Copy out exactly each line from the line with "Every instance of the green water" through the last line of the material below.

----

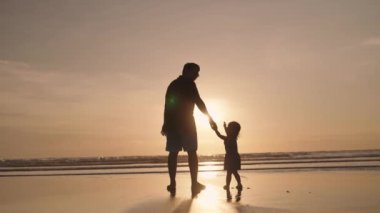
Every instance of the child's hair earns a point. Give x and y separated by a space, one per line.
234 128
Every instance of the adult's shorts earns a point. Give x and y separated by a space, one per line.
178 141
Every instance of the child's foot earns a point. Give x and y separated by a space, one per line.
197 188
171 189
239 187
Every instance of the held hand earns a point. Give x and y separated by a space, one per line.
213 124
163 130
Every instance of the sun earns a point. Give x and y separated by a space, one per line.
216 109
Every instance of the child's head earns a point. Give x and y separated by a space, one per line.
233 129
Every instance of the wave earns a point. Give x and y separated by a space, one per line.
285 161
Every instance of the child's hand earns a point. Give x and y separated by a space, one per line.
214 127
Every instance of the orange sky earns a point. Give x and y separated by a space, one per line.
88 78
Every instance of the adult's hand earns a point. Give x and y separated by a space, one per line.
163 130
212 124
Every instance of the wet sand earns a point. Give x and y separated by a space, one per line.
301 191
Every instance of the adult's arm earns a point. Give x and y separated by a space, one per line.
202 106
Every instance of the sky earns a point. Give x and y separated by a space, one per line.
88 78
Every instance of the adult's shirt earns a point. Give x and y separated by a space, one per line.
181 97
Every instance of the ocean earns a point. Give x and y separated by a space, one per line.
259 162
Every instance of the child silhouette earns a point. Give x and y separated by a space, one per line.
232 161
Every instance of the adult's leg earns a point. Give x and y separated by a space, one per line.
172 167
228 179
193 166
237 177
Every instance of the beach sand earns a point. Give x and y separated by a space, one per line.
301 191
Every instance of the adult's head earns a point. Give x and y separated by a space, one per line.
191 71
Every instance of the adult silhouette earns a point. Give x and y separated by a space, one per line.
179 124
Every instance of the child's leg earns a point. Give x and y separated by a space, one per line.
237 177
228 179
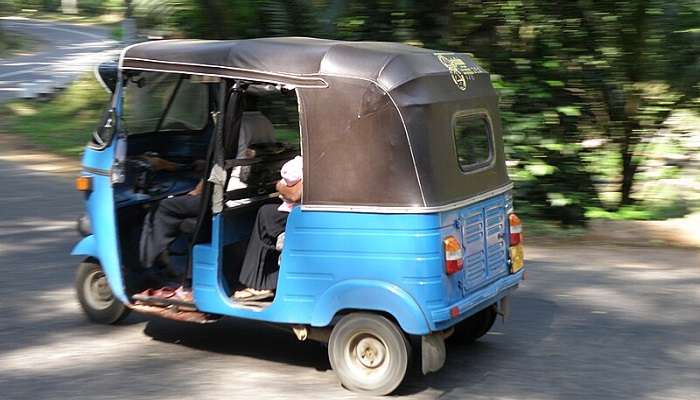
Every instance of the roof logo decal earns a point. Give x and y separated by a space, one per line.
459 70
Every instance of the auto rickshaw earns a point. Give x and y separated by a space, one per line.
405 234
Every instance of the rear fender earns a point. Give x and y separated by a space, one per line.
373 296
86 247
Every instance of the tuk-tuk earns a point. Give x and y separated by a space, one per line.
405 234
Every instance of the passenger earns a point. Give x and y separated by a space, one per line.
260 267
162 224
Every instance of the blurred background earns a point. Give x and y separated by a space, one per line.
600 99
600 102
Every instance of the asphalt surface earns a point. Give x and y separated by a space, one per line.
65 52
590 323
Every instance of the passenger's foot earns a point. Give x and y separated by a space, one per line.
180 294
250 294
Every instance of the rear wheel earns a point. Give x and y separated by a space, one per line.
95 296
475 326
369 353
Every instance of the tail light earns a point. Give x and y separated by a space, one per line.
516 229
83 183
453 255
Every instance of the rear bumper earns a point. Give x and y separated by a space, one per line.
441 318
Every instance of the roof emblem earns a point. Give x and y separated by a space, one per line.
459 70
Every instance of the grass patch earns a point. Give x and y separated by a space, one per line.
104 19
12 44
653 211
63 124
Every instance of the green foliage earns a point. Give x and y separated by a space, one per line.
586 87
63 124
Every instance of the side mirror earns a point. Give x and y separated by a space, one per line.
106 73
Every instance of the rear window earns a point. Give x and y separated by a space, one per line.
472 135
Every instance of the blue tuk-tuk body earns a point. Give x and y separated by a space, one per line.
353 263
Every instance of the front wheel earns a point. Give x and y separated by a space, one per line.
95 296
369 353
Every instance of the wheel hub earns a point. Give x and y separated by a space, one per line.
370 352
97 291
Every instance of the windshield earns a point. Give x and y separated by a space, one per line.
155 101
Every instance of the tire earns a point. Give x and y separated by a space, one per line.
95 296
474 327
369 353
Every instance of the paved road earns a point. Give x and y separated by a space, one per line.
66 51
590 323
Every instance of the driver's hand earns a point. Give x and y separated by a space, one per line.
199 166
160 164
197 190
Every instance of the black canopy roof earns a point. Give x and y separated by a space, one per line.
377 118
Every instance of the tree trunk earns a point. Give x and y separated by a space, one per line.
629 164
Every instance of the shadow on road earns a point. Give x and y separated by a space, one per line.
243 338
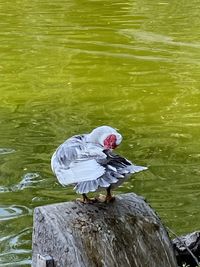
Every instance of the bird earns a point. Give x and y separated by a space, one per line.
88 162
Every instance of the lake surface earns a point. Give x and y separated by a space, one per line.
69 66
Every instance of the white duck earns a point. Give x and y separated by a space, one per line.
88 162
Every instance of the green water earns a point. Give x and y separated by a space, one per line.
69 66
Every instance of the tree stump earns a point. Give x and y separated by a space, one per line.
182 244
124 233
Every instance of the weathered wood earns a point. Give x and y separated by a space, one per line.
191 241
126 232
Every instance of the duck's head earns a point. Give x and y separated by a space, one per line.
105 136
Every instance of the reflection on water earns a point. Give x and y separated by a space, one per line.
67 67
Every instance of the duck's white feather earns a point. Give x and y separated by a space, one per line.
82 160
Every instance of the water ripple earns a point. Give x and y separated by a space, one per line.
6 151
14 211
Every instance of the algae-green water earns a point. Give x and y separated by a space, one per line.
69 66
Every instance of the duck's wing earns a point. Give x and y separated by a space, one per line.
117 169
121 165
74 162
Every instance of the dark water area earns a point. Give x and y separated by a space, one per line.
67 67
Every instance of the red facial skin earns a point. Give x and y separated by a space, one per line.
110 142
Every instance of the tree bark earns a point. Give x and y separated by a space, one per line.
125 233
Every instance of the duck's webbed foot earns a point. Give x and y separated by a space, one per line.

----

» Solution:
Every instance of the green water earns a point. Give x and y separated by a space, one per line.
69 66
Every instance of the tree stump earns a point. Give x and y separated by a space, one per line.
182 244
124 233
Every instance of the weathered wood earns a point. Give x and y separated by a space, one per line.
191 241
126 232
Every instance of the duck's head earns a point. Give x and y separated by a space, one per line.
105 136
Every instance of the reflection on water earns a point. Give x and y separated by a space, one per line.
67 67
Every instance of the duck's white feather earns a point. Give x and y separated by a space, one per line.
82 160
Every instance of the water ripple earns a point. Give x and y separated by a space, one per line.
6 151
14 211
Every instance of the algae-green water earns a point. Give x and y separated by a space, one per line.
69 66
Every instance of the duck's wing earns a point. Give x and y separated by a space, one per line.
117 169
121 165
74 162
Every instance of the dark water area earns a point. Give x and y separated by a space, one per line.
67 67
Every instance of the red facial skin earns a point. Give x and y separated by a space, one per line.
110 142
Every instance of the tree bark earns a point. Give x and y separated by a space, one per line.
125 233
Every instance of the duck's webbed foot earns a point. Give x and y separated by a space, one per line.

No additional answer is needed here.